Problem requirements: Reproduce, exactly, the lines of the material below from the line containing "[trace] female dancer's face" through the line containing "[trace] dump truck body", with both end lines included and nothing else.
--- START ---
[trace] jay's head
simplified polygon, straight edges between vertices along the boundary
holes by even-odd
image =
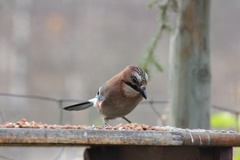
[[[147,73],[135,65],[127,66],[123,70],[124,91],[127,96],[136,96],[139,93],[147,99],[146,86],[148,81]]]

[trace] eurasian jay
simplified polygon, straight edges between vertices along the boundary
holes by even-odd
[[[138,66],[129,65],[104,83],[99,88],[95,98],[64,109],[78,111],[94,106],[103,116],[105,126],[109,125],[108,120],[115,118],[123,118],[128,123],[131,123],[125,116],[143,98],[147,99],[147,81],[148,75],[144,70]]]

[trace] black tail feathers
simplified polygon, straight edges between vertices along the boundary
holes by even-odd
[[[74,104],[71,106],[67,106],[67,107],[64,107],[63,109],[67,111],[80,111],[80,110],[87,109],[91,106],[93,106],[93,103],[87,101],[87,102],[82,102],[82,103]]]

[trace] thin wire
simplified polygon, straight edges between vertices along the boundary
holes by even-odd
[[[58,153],[57,156],[54,158],[54,160],[60,159],[61,156],[62,156],[62,154],[63,154],[63,152],[64,152],[64,150],[65,150],[65,147],[61,147],[59,153]]]
[[[4,114],[2,112],[2,108],[0,108],[0,117],[1,117],[2,123],[5,122],[5,118],[4,118]]]
[[[222,111],[227,111],[227,112],[231,112],[231,113],[236,113],[236,114],[240,114],[240,110],[236,110],[236,109],[232,109],[232,108],[226,108],[223,106],[219,106],[219,105],[212,105],[212,108],[218,109],[218,110],[222,110]]]
[[[3,93],[0,92],[0,96],[2,97],[15,97],[15,98],[27,98],[27,99],[37,99],[37,100],[43,100],[43,101],[51,101],[51,102],[80,102],[80,100],[76,99],[57,99],[52,97],[46,97],[46,96],[38,96],[38,95],[27,95],[27,94],[15,94],[15,93]]]
[[[60,101],[60,99],[50,98],[50,97],[45,97],[45,96],[25,95],[25,94],[12,94],[12,93],[3,93],[3,92],[0,92],[0,96],[15,97],[15,98],[38,99],[38,100],[53,101],[53,102],[59,102]]]
[[[3,159],[6,159],[6,160],[14,160],[13,158],[10,158],[10,157],[4,156],[4,155],[0,155],[0,157]]]
[[[154,104],[167,104],[168,101],[167,100],[161,100],[161,101],[153,101],[153,100],[150,100],[150,101],[142,101],[141,104],[151,104],[151,103],[154,103]]]
[[[153,106],[153,102],[149,103],[150,107],[152,108],[153,112],[157,115],[159,119],[161,119],[161,114],[158,112],[158,110]]]

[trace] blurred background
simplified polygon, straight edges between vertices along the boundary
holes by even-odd
[[[140,64],[159,23],[157,7],[149,10],[148,3],[146,0],[0,1],[0,92],[55,98],[49,101],[0,95],[1,122],[26,118],[48,124],[102,125],[95,108],[66,112],[61,108],[74,101],[61,100],[92,98],[99,86],[127,65]],[[212,0],[212,104],[234,110],[240,110],[238,15],[240,1]],[[164,33],[156,50],[164,71],[151,70],[148,101],[127,116],[133,122],[167,125],[164,119],[169,37],[170,33]],[[150,105],[149,101],[161,103]],[[125,122],[119,119],[110,123]],[[1,147],[0,159],[18,159],[15,155],[19,152],[24,159],[82,157],[82,149],[76,147]]]

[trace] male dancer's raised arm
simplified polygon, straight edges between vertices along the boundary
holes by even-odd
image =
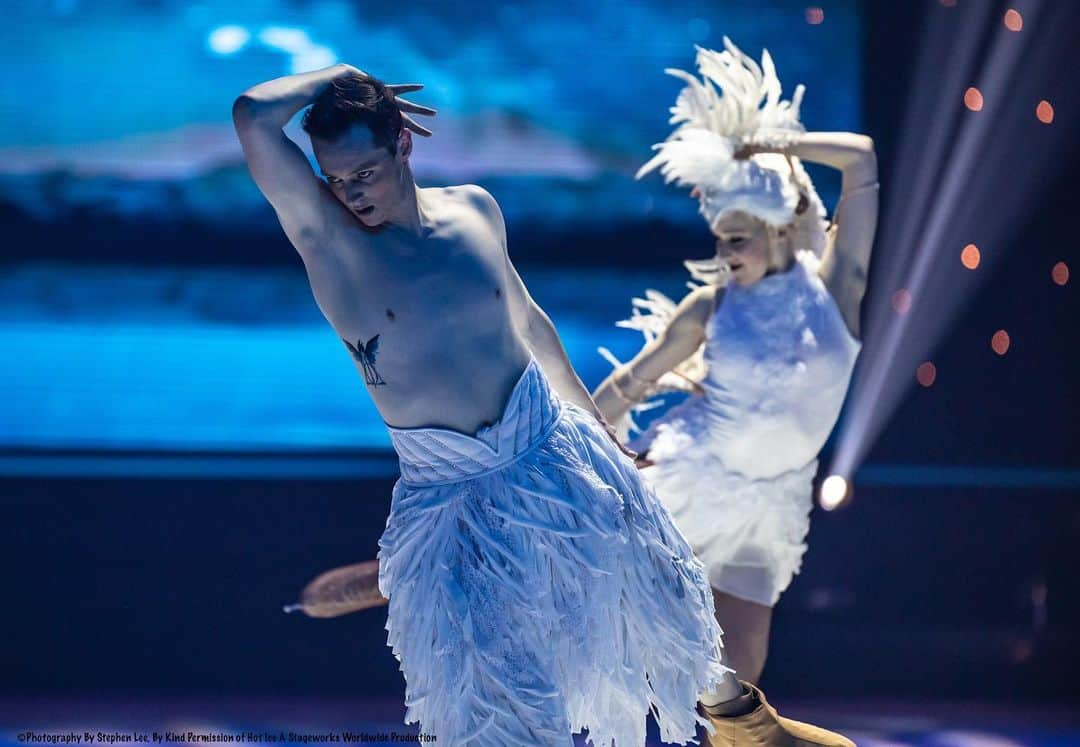
[[[259,190],[273,206],[293,246],[301,255],[325,246],[326,232],[337,225],[329,218],[343,210],[326,185],[311,170],[300,147],[282,129],[293,116],[314,103],[336,78],[360,73],[352,65],[333,65],[310,73],[288,75],[244,91],[233,103],[233,124],[244,150],[248,169]],[[418,84],[391,85],[396,95],[418,91]],[[408,112],[434,114],[434,109],[402,99],[403,123],[413,132],[430,136]]]
[[[301,255],[325,245],[323,234],[333,225],[331,211],[340,208],[282,128],[348,69],[334,65],[269,80],[249,88],[233,103],[233,124],[248,170]]]

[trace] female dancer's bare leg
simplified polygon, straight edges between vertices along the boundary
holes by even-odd
[[[756,685],[769,655],[772,607],[733,597],[715,587],[713,604],[724,629],[724,663],[739,679]]]

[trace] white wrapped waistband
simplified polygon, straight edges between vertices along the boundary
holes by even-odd
[[[469,480],[519,459],[555,427],[562,408],[535,359],[529,362],[491,426],[469,436],[447,428],[393,428],[401,479],[409,485]]]

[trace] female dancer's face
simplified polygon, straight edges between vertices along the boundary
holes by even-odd
[[[731,279],[753,285],[769,271],[769,242],[765,223],[746,213],[729,213],[713,224],[716,257],[731,268]]]

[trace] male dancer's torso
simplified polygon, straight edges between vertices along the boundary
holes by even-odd
[[[319,308],[396,428],[471,435],[498,420],[528,365],[501,218],[478,192],[418,190],[420,236],[372,232],[339,206],[320,247],[301,252]]]

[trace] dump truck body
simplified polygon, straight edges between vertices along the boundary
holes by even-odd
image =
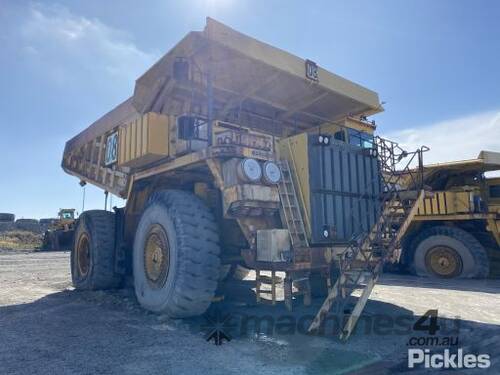
[[[424,184],[430,186],[433,191],[432,197],[427,197],[418,207],[418,214],[414,218],[412,228],[408,232],[403,251],[403,264],[415,270],[415,251],[420,243],[428,237],[422,236],[422,232],[429,231],[433,235],[432,227],[453,228],[468,232],[472,236],[467,241],[467,246],[484,248],[487,252],[489,262],[484,266],[482,274],[476,277],[498,275],[499,271],[499,246],[500,246],[500,210],[499,210],[499,178],[487,178],[485,172],[500,170],[500,153],[482,151],[476,159],[454,161],[427,165],[424,168]],[[451,230],[451,229],[449,229]],[[444,236],[444,234],[442,234]],[[477,240],[478,243],[475,242]],[[458,277],[460,272],[453,267],[463,268],[463,259],[456,258],[452,250],[441,249],[443,258],[435,256],[435,262],[449,264],[449,267],[441,267],[441,272],[434,272],[434,276]],[[450,245],[450,248],[453,248]],[[427,248],[426,248],[427,249]],[[427,252],[432,252],[427,249]],[[438,249],[439,250],[439,249]],[[423,249],[421,249],[423,251]],[[467,256],[467,254],[465,254]],[[430,255],[429,255],[430,257]],[[447,261],[447,258],[452,263]],[[472,258],[471,258],[472,259]],[[433,275],[432,262],[429,260],[417,268],[418,273],[428,272]],[[435,263],[434,263],[435,264]],[[439,269],[440,267],[438,267]],[[427,270],[427,271],[426,271]],[[449,275],[446,273],[449,272]]]
[[[206,89],[209,68],[211,90]],[[307,78],[311,69],[313,77]],[[198,108],[191,108],[193,98],[200,102]],[[171,121],[170,131],[174,134],[176,118],[191,113],[206,120],[217,117],[275,137],[286,137],[322,123],[342,122],[349,114],[359,117],[381,110],[378,95],[373,91],[209,19],[203,32],[189,33],[137,80],[131,98],[67,142],[63,168],[126,198],[132,175],[130,166],[113,163],[113,155],[107,155],[110,158],[106,163],[106,142],[113,142],[114,137],[109,136],[118,129],[124,132],[127,125],[147,122],[147,117],[158,117],[157,121],[163,123]],[[131,132],[136,127],[131,126]],[[131,138],[135,138],[135,133]],[[153,158],[175,158],[185,152],[180,144],[183,142],[177,144],[178,140],[162,139],[161,149],[147,150],[147,154]],[[127,141],[120,138],[119,142],[123,149]],[[135,146],[147,147],[146,143],[137,142]],[[196,148],[193,143],[196,142],[190,146]],[[169,149],[171,144],[175,147]],[[199,143],[199,148],[207,145]],[[121,155],[125,157],[124,153]],[[118,157],[118,151],[115,156]],[[98,158],[102,158],[101,163],[95,168],[93,164],[97,164]],[[142,169],[149,166],[147,160],[134,164]]]
[[[424,196],[385,182],[422,150],[374,137],[380,111],[375,92],[208,19],[67,142],[67,173],[127,200],[79,217],[73,284],[116,287],[133,270],[141,305],[184,317],[206,310],[221,264],[242,263],[258,300],[260,271],[285,271],[290,307],[292,283],[309,301],[309,276],[331,280],[343,257],[342,272],[370,272],[367,298]]]
[[[211,93],[202,89],[205,82],[199,72],[199,69],[209,68]],[[193,106],[193,95],[200,96],[195,113],[189,108]],[[210,100],[213,102],[212,119],[209,119],[206,104]],[[203,32],[189,33],[137,80],[131,98],[68,141],[62,166],[82,181],[131,201],[139,199],[134,190],[140,181],[148,181],[147,190],[155,189],[150,183],[153,177],[155,181],[174,178],[173,186],[212,184],[215,178],[222,191],[224,216],[230,216],[229,212],[236,206],[244,208],[244,202],[252,200],[264,206],[264,211],[277,212],[279,197],[276,186],[245,185],[241,181],[228,182],[224,176],[217,176],[217,173],[223,174],[230,169],[224,164],[234,163],[228,159],[277,160],[280,140],[297,133],[309,135],[310,150],[320,150],[312,139],[321,130],[332,140],[335,137],[344,140],[330,148],[358,149],[350,151],[355,163],[354,154],[362,152],[359,140],[363,137],[360,134],[370,138],[374,131],[374,125],[360,120],[360,117],[379,111],[381,106],[376,93],[313,62],[209,19]],[[187,129],[189,121],[196,122],[192,126],[193,131],[198,132],[196,137],[183,134],[183,127]],[[212,128],[210,136],[207,135],[209,126]],[[347,141],[350,145],[345,143],[349,138],[352,138]],[[316,154],[316,158],[322,157]],[[330,162],[339,162],[342,155]],[[305,155],[304,160],[312,156]],[[359,174],[360,179],[373,178],[377,173],[376,158],[370,163],[367,173],[371,177],[364,175],[364,169],[355,175]],[[216,169],[220,170],[217,172]],[[315,173],[315,169],[311,172]],[[344,173],[347,179],[347,171]],[[321,184],[320,175],[311,174],[304,178],[316,181],[316,185]],[[312,185],[311,194],[314,196],[303,202],[307,211],[305,217],[315,220],[315,228],[329,226],[333,233],[336,229],[331,218],[316,223],[316,216],[309,212],[311,204],[314,209],[321,205],[319,209],[330,210],[324,216],[331,217],[333,203],[320,201],[323,198],[329,201],[333,190],[326,194],[327,198],[326,195],[320,197],[321,189]],[[344,186],[343,189],[350,187]],[[376,194],[373,199],[376,199]],[[327,209],[328,205],[332,208]],[[140,209],[134,211],[127,207],[127,211],[131,215],[140,214]],[[346,213],[346,218],[339,219],[339,224],[347,221],[349,215]],[[366,228],[373,224],[375,215],[373,211]],[[322,230],[311,230],[312,224],[308,222],[307,226],[309,235],[314,237],[313,242],[325,243],[324,238],[320,239]],[[339,233],[338,242],[347,241],[350,234],[349,231]],[[326,243],[329,242],[331,239],[327,239]]]

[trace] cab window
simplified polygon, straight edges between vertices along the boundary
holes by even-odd
[[[490,198],[500,198],[500,185],[490,186]]]
[[[373,148],[373,135],[356,129],[349,129],[349,144],[362,148]]]
[[[208,139],[206,119],[197,116],[181,116],[177,121],[179,139],[203,141]]]

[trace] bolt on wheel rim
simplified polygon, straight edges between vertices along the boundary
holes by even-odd
[[[425,256],[428,269],[440,277],[451,278],[462,272],[462,259],[452,248],[436,246],[430,249]]]
[[[170,268],[170,247],[167,235],[161,225],[155,224],[149,230],[144,246],[144,271],[153,288],[161,288],[167,280]]]

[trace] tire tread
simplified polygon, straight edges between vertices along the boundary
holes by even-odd
[[[475,262],[475,272],[472,275],[472,278],[486,278],[490,272],[490,261],[488,258],[488,254],[485,248],[481,245],[481,243],[470,233],[465,230],[457,227],[448,227],[448,226],[435,226],[431,228],[427,228],[421,234],[415,237],[412,241],[412,250],[413,254],[416,251],[418,244],[429,238],[430,236],[447,236],[454,238],[460,242],[462,242],[466,248],[471,253]],[[412,266],[412,272],[416,273],[415,267]]]

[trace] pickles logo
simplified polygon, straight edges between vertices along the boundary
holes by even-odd
[[[415,322],[413,330],[426,332],[428,336],[411,337],[407,345],[426,345],[434,348],[446,346],[447,348],[442,352],[424,348],[409,348],[408,368],[422,367],[422,365],[426,369],[473,369],[491,366],[489,354],[464,353],[464,349],[458,347],[458,336],[436,336],[436,333],[442,328],[438,324],[437,310],[427,311]],[[450,346],[454,346],[456,349],[450,350]]]
[[[429,349],[408,349],[408,368],[422,364],[433,369],[489,368],[491,361],[489,354],[464,354],[462,348],[456,353],[445,349],[442,354],[431,353]]]

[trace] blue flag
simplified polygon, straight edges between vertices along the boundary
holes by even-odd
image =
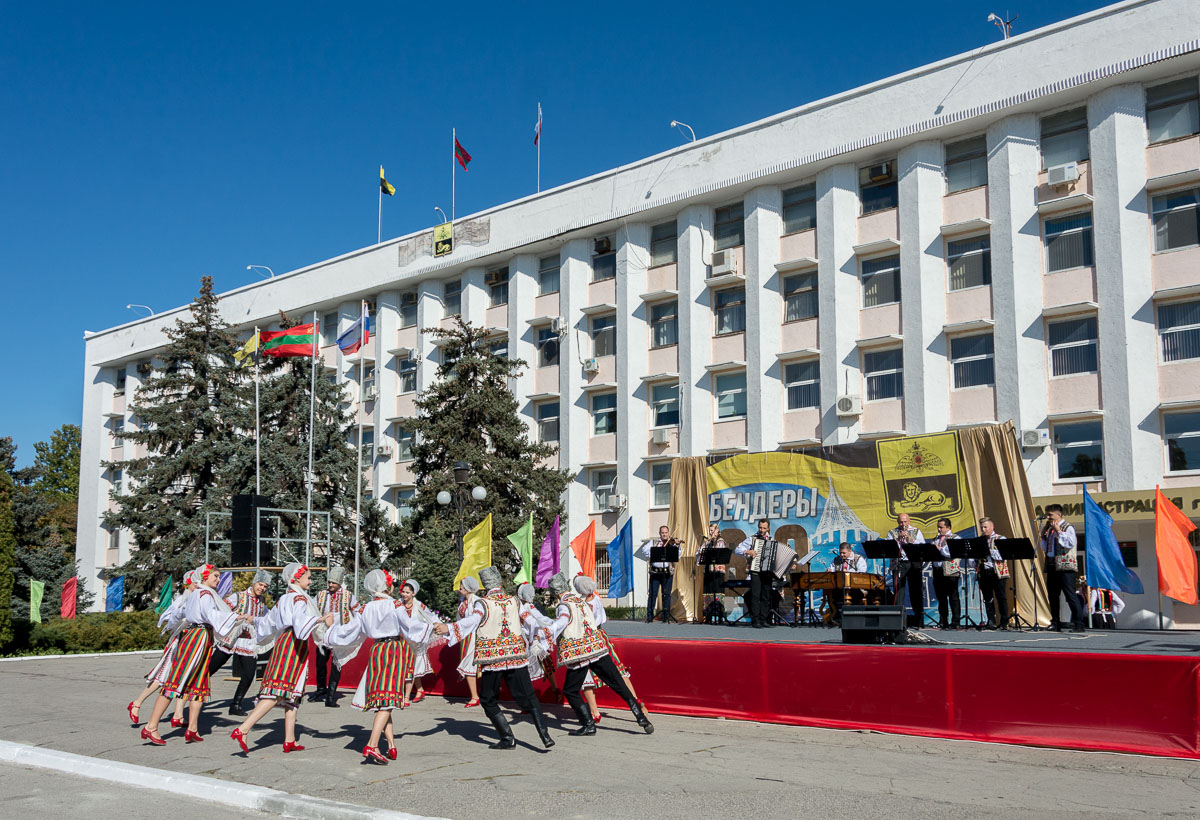
[[[622,598],[633,592],[633,516],[625,519],[621,532],[608,545],[608,562],[612,566],[608,597]]]
[[[125,604],[125,576],[120,575],[108,582],[104,593],[104,611],[120,612]]]
[[[217,594],[222,598],[233,592],[233,573],[226,570],[217,581]]]
[[[1087,584],[1092,589],[1119,589],[1141,595],[1142,582],[1125,566],[1112,516],[1083,488],[1083,529],[1087,535]]]

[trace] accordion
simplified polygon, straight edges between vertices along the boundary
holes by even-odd
[[[750,561],[751,572],[769,572],[777,578],[787,575],[799,557],[787,544],[775,540],[754,539],[754,558]]]

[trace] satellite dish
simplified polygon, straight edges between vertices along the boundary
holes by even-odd
[[[542,355],[547,359],[553,359],[558,355],[558,339],[547,339],[542,342]]]

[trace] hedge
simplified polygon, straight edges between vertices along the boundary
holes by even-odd
[[[35,624],[13,619],[7,655],[59,655],[161,649],[164,638],[154,612],[87,612],[72,619]]]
--- END ---
Response:
[trace] female dancer's face
simplified polygon, straight edges between vertices along the boundary
holes by even-odd
[[[731,279],[753,285],[769,271],[769,242],[765,223],[746,213],[729,213],[713,224],[716,257],[731,268]]]

[trace] male dancer's torso
simplified polygon, straight edges between vertices along the boundary
holes by even-odd
[[[319,308],[396,428],[471,435],[498,420],[528,365],[501,218],[478,192],[418,190],[420,236],[372,232],[339,206],[320,247],[301,252]]]

[trace] dump truck body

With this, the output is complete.